Your task:
Retype each record shown below, leaving every character as it is.

•••••

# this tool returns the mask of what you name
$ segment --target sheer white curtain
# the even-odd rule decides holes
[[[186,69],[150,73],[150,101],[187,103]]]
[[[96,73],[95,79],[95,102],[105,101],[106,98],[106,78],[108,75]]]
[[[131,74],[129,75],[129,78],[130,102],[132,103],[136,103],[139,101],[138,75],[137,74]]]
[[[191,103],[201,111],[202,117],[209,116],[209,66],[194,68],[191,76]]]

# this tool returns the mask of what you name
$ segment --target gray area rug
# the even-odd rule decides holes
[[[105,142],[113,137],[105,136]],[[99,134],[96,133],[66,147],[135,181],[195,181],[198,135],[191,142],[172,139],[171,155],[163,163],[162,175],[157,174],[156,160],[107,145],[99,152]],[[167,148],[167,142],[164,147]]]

•••••

Response to the exercise:
# this tool returns the mask of what you name
$ segment --target sheer white curtain
# the even-odd rule decides holes
[[[186,69],[150,73],[150,101],[187,103]]]
[[[96,73],[95,79],[95,102],[105,101],[106,98],[106,78],[108,75]]]
[[[131,74],[129,75],[129,78],[130,102],[132,103],[136,103],[139,101],[138,75],[137,74]]]
[[[191,103],[201,111],[202,117],[209,116],[209,66],[194,68],[191,76]]]

# this tool returns the mask of what you name
$ segment --target gray area rug
# the even-odd rule decides holes
[[[105,142],[113,137],[105,136]],[[99,134],[96,133],[66,147],[135,181],[195,181],[198,135],[191,142],[172,139],[171,155],[163,163],[162,175],[157,174],[156,160],[107,145],[99,152]],[[167,148],[167,142],[164,147]]]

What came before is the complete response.